#### WHAT THE TASK ASKS:
Retype the items below, starting at the line that contains "Q: Locate the building" and ending at the last line of the items, with both ends included. Leave any pictures out of your answer.

::::

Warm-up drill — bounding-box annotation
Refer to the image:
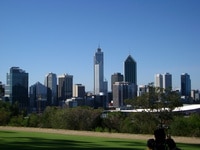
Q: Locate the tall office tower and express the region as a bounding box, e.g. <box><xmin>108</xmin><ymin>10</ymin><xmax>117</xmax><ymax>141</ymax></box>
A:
<box><xmin>138</xmin><ymin>85</ymin><xmax>148</xmax><ymax>96</ymax></box>
<box><xmin>44</xmin><ymin>73</ymin><xmax>57</xmax><ymax>106</ymax></box>
<box><xmin>163</xmin><ymin>73</ymin><xmax>172</xmax><ymax>90</ymax></box>
<box><xmin>7</xmin><ymin>67</ymin><xmax>28</xmax><ymax>109</ymax></box>
<box><xmin>181</xmin><ymin>73</ymin><xmax>191</xmax><ymax>97</ymax></box>
<box><xmin>94</xmin><ymin>47</ymin><xmax>105</xmax><ymax>95</ymax></box>
<box><xmin>124</xmin><ymin>55</ymin><xmax>137</xmax><ymax>96</ymax></box>
<box><xmin>111</xmin><ymin>72</ymin><xmax>124</xmax><ymax>91</ymax></box>
<box><xmin>113</xmin><ymin>82</ymin><xmax>135</xmax><ymax>107</ymax></box>
<box><xmin>58</xmin><ymin>74</ymin><xmax>73</xmax><ymax>100</ymax></box>
<box><xmin>29</xmin><ymin>82</ymin><xmax>47</xmax><ymax>113</ymax></box>
<box><xmin>154</xmin><ymin>74</ymin><xmax>163</xmax><ymax>88</ymax></box>
<box><xmin>0</xmin><ymin>81</ymin><xmax>5</xmax><ymax>101</ymax></box>
<box><xmin>73</xmin><ymin>84</ymin><xmax>85</xmax><ymax>98</ymax></box>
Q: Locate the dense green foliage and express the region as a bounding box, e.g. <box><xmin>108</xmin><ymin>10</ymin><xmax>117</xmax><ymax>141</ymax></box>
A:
<box><xmin>0</xmin><ymin>101</ymin><xmax>200</xmax><ymax>137</ymax></box>
<box><xmin>0</xmin><ymin>130</ymin><xmax>200</xmax><ymax>150</ymax></box>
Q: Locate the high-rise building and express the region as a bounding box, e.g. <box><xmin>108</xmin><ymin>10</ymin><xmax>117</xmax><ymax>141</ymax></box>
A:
<box><xmin>124</xmin><ymin>55</ymin><xmax>137</xmax><ymax>96</ymax></box>
<box><xmin>154</xmin><ymin>74</ymin><xmax>163</xmax><ymax>88</ymax></box>
<box><xmin>58</xmin><ymin>74</ymin><xmax>73</xmax><ymax>100</ymax></box>
<box><xmin>7</xmin><ymin>67</ymin><xmax>29</xmax><ymax>109</ymax></box>
<box><xmin>94</xmin><ymin>47</ymin><xmax>105</xmax><ymax>95</ymax></box>
<box><xmin>73</xmin><ymin>84</ymin><xmax>85</xmax><ymax>98</ymax></box>
<box><xmin>113</xmin><ymin>82</ymin><xmax>136</xmax><ymax>107</ymax></box>
<box><xmin>163</xmin><ymin>73</ymin><xmax>172</xmax><ymax>90</ymax></box>
<box><xmin>30</xmin><ymin>82</ymin><xmax>47</xmax><ymax>113</ymax></box>
<box><xmin>111</xmin><ymin>72</ymin><xmax>124</xmax><ymax>91</ymax></box>
<box><xmin>181</xmin><ymin>73</ymin><xmax>191</xmax><ymax>97</ymax></box>
<box><xmin>44</xmin><ymin>73</ymin><xmax>57</xmax><ymax>106</ymax></box>
<box><xmin>124</xmin><ymin>55</ymin><xmax>137</xmax><ymax>85</ymax></box>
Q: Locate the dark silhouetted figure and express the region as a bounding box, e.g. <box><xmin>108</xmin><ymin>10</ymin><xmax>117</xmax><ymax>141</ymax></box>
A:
<box><xmin>147</xmin><ymin>128</ymin><xmax>180</xmax><ymax>150</ymax></box>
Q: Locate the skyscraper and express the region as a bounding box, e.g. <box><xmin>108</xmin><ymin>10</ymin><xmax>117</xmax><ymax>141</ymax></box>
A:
<box><xmin>124</xmin><ymin>55</ymin><xmax>137</xmax><ymax>85</ymax></box>
<box><xmin>181</xmin><ymin>73</ymin><xmax>191</xmax><ymax>97</ymax></box>
<box><xmin>124</xmin><ymin>55</ymin><xmax>137</xmax><ymax>96</ymax></box>
<box><xmin>73</xmin><ymin>84</ymin><xmax>85</xmax><ymax>98</ymax></box>
<box><xmin>154</xmin><ymin>74</ymin><xmax>163</xmax><ymax>88</ymax></box>
<box><xmin>44</xmin><ymin>73</ymin><xmax>57</xmax><ymax>106</ymax></box>
<box><xmin>94</xmin><ymin>47</ymin><xmax>105</xmax><ymax>95</ymax></box>
<box><xmin>163</xmin><ymin>73</ymin><xmax>172</xmax><ymax>90</ymax></box>
<box><xmin>113</xmin><ymin>82</ymin><xmax>136</xmax><ymax>107</ymax></box>
<box><xmin>111</xmin><ymin>72</ymin><xmax>124</xmax><ymax>91</ymax></box>
<box><xmin>7</xmin><ymin>67</ymin><xmax>29</xmax><ymax>109</ymax></box>
<box><xmin>58</xmin><ymin>74</ymin><xmax>73</xmax><ymax>100</ymax></box>
<box><xmin>30</xmin><ymin>82</ymin><xmax>47</xmax><ymax>113</ymax></box>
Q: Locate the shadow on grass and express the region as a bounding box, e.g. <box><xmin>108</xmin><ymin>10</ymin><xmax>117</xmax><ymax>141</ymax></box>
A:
<box><xmin>0</xmin><ymin>131</ymin><xmax>200</xmax><ymax>150</ymax></box>
<box><xmin>0</xmin><ymin>131</ymin><xmax>145</xmax><ymax>150</ymax></box>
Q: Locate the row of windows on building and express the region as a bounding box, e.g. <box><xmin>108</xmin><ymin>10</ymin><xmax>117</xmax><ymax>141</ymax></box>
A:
<box><xmin>0</xmin><ymin>67</ymin><xmax>199</xmax><ymax>111</ymax></box>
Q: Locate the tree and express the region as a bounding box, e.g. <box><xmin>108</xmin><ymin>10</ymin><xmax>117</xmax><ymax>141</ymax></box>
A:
<box><xmin>125</xmin><ymin>84</ymin><xmax>182</xmax><ymax>125</ymax></box>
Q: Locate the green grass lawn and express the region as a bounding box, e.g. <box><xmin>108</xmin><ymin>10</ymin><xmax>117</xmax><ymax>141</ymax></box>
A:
<box><xmin>0</xmin><ymin>130</ymin><xmax>200</xmax><ymax>150</ymax></box>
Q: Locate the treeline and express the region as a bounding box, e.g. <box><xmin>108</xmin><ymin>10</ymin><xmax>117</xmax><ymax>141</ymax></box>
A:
<box><xmin>0</xmin><ymin>101</ymin><xmax>200</xmax><ymax>137</ymax></box>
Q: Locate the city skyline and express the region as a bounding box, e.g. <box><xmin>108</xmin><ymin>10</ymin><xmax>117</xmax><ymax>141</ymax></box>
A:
<box><xmin>0</xmin><ymin>0</ymin><xmax>200</xmax><ymax>91</ymax></box>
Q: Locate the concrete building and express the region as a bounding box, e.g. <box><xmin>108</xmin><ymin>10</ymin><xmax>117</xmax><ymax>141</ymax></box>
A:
<box><xmin>94</xmin><ymin>47</ymin><xmax>107</xmax><ymax>95</ymax></box>
<box><xmin>58</xmin><ymin>74</ymin><xmax>73</xmax><ymax>101</ymax></box>
<box><xmin>124</xmin><ymin>55</ymin><xmax>137</xmax><ymax>96</ymax></box>
<box><xmin>73</xmin><ymin>84</ymin><xmax>85</xmax><ymax>98</ymax></box>
<box><xmin>181</xmin><ymin>73</ymin><xmax>191</xmax><ymax>98</ymax></box>
<box><xmin>6</xmin><ymin>67</ymin><xmax>29</xmax><ymax>110</ymax></box>
<box><xmin>29</xmin><ymin>82</ymin><xmax>47</xmax><ymax>113</ymax></box>
<box><xmin>44</xmin><ymin>73</ymin><xmax>58</xmax><ymax>106</ymax></box>
<box><xmin>113</xmin><ymin>82</ymin><xmax>137</xmax><ymax>108</ymax></box>
<box><xmin>111</xmin><ymin>72</ymin><xmax>124</xmax><ymax>91</ymax></box>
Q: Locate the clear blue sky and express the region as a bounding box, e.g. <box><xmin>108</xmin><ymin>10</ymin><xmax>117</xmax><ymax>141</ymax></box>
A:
<box><xmin>0</xmin><ymin>0</ymin><xmax>200</xmax><ymax>90</ymax></box>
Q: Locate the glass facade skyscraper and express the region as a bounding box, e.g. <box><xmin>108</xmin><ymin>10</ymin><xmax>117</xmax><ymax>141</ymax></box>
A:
<box><xmin>181</xmin><ymin>73</ymin><xmax>191</xmax><ymax>97</ymax></box>
<box><xmin>7</xmin><ymin>67</ymin><xmax>29</xmax><ymax>109</ymax></box>
<box><xmin>124</xmin><ymin>55</ymin><xmax>137</xmax><ymax>96</ymax></box>
<box><xmin>58</xmin><ymin>74</ymin><xmax>73</xmax><ymax>101</ymax></box>
<box><xmin>111</xmin><ymin>72</ymin><xmax>124</xmax><ymax>91</ymax></box>
<box><xmin>94</xmin><ymin>48</ymin><xmax>105</xmax><ymax>95</ymax></box>
<box><xmin>124</xmin><ymin>55</ymin><xmax>137</xmax><ymax>85</ymax></box>
<box><xmin>163</xmin><ymin>73</ymin><xmax>172</xmax><ymax>90</ymax></box>
<box><xmin>44</xmin><ymin>73</ymin><xmax>57</xmax><ymax>106</ymax></box>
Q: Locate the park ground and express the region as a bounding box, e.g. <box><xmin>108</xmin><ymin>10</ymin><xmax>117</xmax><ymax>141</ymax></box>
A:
<box><xmin>0</xmin><ymin>126</ymin><xmax>200</xmax><ymax>144</ymax></box>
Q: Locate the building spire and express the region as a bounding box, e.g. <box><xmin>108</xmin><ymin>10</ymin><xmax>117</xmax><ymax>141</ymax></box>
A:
<box><xmin>97</xmin><ymin>44</ymin><xmax>101</xmax><ymax>52</ymax></box>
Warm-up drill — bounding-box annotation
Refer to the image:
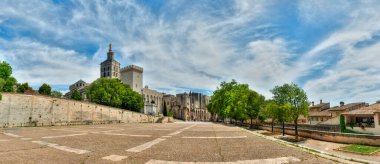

::::

#### THE COMPLETED TASK:
Q: Locate the building spire and express the region as a bounding box, e.g. <box><xmin>108</xmin><ymin>10</ymin><xmax>117</xmax><ymax>141</ymax></box>
A:
<box><xmin>97</xmin><ymin>44</ymin><xmax>101</xmax><ymax>52</ymax></box>
Warm-up drill — bounding-box annotation
Refer to the image:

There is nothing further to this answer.